Referring expression data
★ ★ ★ ★
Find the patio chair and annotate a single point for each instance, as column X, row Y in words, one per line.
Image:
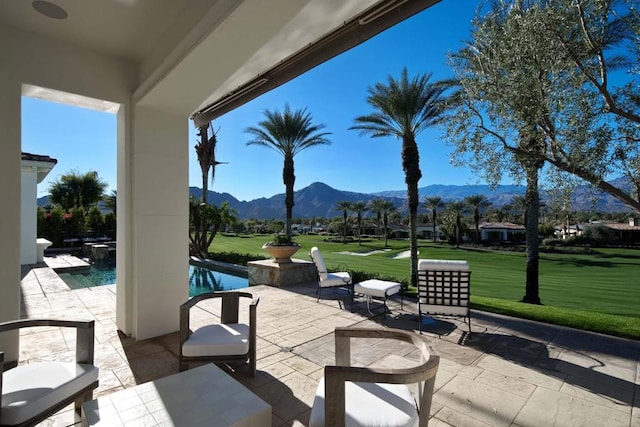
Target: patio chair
column 326, row 279
column 225, row 342
column 359, row 396
column 33, row 392
column 444, row 288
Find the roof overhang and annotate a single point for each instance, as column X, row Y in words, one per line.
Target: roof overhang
column 351, row 33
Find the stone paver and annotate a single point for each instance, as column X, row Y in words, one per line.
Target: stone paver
column 508, row 372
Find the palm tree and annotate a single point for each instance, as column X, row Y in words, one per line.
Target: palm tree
column 288, row 133
column 110, row 201
column 433, row 204
column 388, row 208
column 457, row 209
column 345, row 207
column 359, row 208
column 403, row 108
column 477, row 202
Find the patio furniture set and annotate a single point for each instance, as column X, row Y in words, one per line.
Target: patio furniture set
column 206, row 394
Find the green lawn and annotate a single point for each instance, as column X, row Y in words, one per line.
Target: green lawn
column 597, row 291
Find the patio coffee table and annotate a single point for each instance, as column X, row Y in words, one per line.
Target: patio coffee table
column 374, row 288
column 205, row 395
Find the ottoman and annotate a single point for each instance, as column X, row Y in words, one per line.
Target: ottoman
column 374, row 288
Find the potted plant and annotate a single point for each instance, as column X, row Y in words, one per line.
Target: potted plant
column 281, row 248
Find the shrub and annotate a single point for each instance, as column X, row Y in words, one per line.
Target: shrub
column 598, row 233
column 233, row 257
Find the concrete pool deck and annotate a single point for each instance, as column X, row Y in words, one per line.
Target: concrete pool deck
column 509, row 372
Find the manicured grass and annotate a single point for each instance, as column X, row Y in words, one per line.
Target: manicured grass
column 597, row 291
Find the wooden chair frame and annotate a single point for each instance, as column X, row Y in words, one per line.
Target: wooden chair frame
column 85, row 334
column 229, row 314
column 336, row 376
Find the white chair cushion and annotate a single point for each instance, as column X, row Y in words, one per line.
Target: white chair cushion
column 319, row 262
column 377, row 288
column 28, row 390
column 218, row 340
column 441, row 264
column 370, row 404
column 340, row 278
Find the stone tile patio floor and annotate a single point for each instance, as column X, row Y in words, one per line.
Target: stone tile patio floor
column 509, row 372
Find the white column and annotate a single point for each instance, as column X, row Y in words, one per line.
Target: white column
column 157, row 194
column 10, row 187
column 28, row 230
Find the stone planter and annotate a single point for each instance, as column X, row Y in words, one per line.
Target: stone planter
column 281, row 254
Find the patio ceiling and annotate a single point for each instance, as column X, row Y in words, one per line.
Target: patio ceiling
column 193, row 55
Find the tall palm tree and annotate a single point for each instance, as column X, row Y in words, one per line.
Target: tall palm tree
column 359, row 208
column 288, row 132
column 345, row 207
column 388, row 208
column 457, row 208
column 110, row 201
column 477, row 202
column 434, row 203
column 403, row 108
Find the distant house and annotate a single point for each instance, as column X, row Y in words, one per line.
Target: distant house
column 627, row 233
column 574, row 230
column 501, row 231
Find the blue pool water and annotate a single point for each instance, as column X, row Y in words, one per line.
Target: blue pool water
column 201, row 279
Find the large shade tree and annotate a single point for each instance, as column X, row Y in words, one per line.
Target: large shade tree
column 403, row 108
column 478, row 203
column 288, row 132
column 518, row 106
column 74, row 189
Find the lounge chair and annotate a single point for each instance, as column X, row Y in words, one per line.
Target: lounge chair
column 225, row 342
column 33, row 392
column 326, row 279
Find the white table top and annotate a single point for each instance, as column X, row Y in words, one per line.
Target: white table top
column 205, row 395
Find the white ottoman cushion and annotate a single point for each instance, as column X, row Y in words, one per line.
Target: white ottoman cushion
column 377, row 288
column 28, row 390
column 370, row 404
column 218, row 340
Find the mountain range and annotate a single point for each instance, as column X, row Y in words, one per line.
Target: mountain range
column 320, row 200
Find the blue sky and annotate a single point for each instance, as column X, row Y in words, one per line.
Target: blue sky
column 334, row 93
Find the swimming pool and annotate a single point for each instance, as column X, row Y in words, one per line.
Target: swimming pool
column 201, row 279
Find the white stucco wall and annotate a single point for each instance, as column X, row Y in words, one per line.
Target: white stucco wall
column 10, row 189
column 160, row 208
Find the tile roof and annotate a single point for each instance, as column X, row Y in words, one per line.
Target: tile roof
column 38, row 158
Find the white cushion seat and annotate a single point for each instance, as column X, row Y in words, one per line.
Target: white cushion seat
column 28, row 390
column 218, row 339
column 377, row 288
column 394, row 405
column 340, row 278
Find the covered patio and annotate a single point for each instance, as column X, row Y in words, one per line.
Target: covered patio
column 160, row 67
column 509, row 372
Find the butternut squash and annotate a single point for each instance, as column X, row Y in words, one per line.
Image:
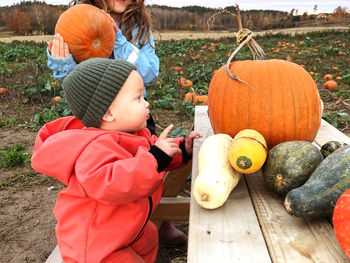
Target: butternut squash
column 216, row 177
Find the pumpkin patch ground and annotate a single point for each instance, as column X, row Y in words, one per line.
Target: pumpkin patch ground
column 27, row 198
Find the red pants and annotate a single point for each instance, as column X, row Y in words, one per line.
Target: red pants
column 144, row 250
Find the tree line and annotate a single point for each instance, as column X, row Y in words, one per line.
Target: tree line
column 40, row 18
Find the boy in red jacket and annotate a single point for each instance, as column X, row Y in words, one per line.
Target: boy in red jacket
column 112, row 166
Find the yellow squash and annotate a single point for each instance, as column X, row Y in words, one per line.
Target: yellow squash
column 216, row 177
column 248, row 151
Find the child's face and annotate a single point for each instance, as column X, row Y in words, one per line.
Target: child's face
column 129, row 108
column 118, row 6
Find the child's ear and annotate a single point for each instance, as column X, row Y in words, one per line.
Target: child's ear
column 108, row 116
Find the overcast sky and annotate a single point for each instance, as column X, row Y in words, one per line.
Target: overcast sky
column 302, row 5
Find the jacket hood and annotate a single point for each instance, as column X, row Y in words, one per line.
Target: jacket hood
column 59, row 143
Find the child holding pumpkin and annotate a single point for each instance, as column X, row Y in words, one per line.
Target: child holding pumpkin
column 112, row 166
column 133, row 42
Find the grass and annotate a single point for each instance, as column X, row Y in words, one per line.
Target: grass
column 14, row 156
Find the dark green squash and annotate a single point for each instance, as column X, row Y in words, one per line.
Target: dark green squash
column 318, row 196
column 289, row 165
column 330, row 147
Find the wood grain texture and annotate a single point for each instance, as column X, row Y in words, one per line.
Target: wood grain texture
column 292, row 239
column 229, row 233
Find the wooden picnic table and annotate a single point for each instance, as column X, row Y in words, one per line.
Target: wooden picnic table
column 253, row 225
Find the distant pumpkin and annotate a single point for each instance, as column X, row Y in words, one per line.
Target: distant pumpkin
column 185, row 83
column 200, row 100
column 273, row 96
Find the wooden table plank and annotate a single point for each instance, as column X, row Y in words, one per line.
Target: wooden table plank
column 230, row 233
column 292, row 239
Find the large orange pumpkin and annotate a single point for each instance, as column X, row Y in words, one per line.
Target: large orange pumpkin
column 277, row 98
column 87, row 30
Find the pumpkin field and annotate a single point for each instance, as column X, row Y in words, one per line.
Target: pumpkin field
column 30, row 97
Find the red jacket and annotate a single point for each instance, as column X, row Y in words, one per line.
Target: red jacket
column 112, row 185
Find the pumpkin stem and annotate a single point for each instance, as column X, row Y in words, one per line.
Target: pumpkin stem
column 244, row 36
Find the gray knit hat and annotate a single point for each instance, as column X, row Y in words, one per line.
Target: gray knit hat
column 92, row 86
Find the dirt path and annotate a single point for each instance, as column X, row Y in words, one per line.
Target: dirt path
column 176, row 35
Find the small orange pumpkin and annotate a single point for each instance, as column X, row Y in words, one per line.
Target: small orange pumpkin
column 3, row 91
column 88, row 31
column 331, row 85
column 327, row 77
column 189, row 96
column 185, row 83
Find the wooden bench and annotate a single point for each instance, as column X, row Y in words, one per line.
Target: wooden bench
column 253, row 225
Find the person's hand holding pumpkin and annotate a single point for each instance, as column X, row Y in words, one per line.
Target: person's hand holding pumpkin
column 58, row 48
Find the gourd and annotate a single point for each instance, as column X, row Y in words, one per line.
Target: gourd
column 216, row 177
column 318, row 196
column 248, row 151
column 330, row 147
column 87, row 30
column 276, row 97
column 289, row 165
column 341, row 221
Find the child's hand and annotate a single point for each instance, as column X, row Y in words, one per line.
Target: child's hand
column 189, row 141
column 168, row 145
column 58, row 48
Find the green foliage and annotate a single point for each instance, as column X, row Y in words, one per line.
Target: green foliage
column 13, row 156
column 8, row 122
column 24, row 72
column 335, row 117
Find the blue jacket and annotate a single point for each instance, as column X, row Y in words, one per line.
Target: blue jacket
column 145, row 58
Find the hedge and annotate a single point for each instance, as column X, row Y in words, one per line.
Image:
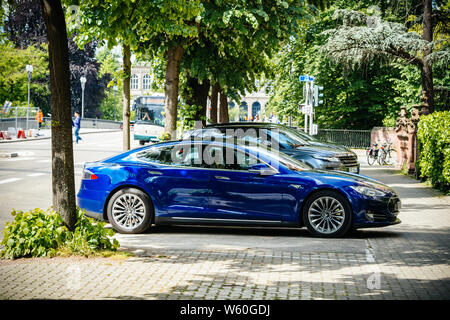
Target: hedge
column 434, row 144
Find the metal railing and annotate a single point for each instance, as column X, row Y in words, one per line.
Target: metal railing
column 89, row 123
column 348, row 138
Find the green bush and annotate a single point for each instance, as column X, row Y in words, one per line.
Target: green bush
column 39, row 233
column 434, row 142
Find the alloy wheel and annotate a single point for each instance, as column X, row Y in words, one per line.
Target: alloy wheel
column 326, row 215
column 128, row 211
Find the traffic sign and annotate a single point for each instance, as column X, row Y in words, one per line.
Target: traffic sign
column 304, row 78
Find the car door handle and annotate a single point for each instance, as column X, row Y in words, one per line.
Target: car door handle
column 221, row 178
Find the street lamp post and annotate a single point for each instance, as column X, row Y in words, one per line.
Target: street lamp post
column 29, row 69
column 115, row 89
column 83, row 83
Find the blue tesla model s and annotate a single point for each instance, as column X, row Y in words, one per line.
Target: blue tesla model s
column 208, row 182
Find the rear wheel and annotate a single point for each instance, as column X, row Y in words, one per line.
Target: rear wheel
column 129, row 211
column 327, row 214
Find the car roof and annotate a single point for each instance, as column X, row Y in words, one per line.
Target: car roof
column 242, row 124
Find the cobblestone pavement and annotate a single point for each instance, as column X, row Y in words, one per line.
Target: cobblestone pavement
column 406, row 261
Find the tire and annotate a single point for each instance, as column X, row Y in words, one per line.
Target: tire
column 327, row 214
column 130, row 211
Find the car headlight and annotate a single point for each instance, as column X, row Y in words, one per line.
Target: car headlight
column 329, row 159
column 368, row 191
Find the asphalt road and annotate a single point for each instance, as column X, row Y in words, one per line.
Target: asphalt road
column 25, row 183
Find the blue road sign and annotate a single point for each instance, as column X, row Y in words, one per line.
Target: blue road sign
column 304, row 78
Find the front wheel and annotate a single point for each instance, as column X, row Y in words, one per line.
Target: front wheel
column 327, row 214
column 130, row 211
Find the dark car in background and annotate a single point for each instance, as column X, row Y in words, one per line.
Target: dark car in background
column 316, row 154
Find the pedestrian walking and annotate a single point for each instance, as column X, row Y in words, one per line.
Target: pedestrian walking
column 77, row 124
column 39, row 118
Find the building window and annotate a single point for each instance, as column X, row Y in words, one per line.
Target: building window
column 146, row 80
column 134, row 81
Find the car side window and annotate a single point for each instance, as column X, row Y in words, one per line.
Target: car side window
column 241, row 160
column 160, row 155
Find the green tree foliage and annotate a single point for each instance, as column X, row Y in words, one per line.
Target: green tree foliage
column 353, row 99
column 154, row 27
column 434, row 140
column 39, row 233
column 365, row 92
column 14, row 80
column 238, row 35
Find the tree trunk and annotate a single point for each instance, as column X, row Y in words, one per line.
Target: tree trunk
column 62, row 151
column 126, row 97
column 214, row 97
column 199, row 97
column 427, row 71
column 174, row 55
column 223, row 108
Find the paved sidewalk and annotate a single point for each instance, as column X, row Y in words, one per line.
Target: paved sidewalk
column 406, row 261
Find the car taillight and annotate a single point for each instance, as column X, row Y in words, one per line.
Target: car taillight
column 87, row 175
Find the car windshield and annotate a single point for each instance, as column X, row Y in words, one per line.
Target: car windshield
column 301, row 134
column 282, row 158
column 286, row 139
column 265, row 136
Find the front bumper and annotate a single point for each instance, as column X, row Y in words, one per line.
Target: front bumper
column 375, row 212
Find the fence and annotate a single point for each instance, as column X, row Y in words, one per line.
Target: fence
column 348, row 138
column 88, row 123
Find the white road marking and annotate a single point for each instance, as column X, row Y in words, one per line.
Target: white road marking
column 9, row 180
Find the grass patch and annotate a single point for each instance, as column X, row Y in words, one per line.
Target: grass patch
★ ★ ★ ★
Could you restate word for word the lines above from the one containing "Target: white chair cushion" through the one containing "Find the stone planter", both included, and nothing else?

*Written response*
Target: white chair cushion
column 319, row 262
column 377, row 288
column 28, row 390
column 218, row 340
column 441, row 264
column 370, row 404
column 340, row 278
Find the stone tile patio floor and annotate a single point for each instance, as column X, row Y in words, one per line.
Target: stone tile patio floor
column 509, row 372
Find the white column and annotate a single point for each instance, as column X, row Y in words, one per line.
Target: white column
column 157, row 194
column 10, row 187
column 28, row 230
Find the stone planter and annotate a single point for each instance, as column X, row Y in words, one per line.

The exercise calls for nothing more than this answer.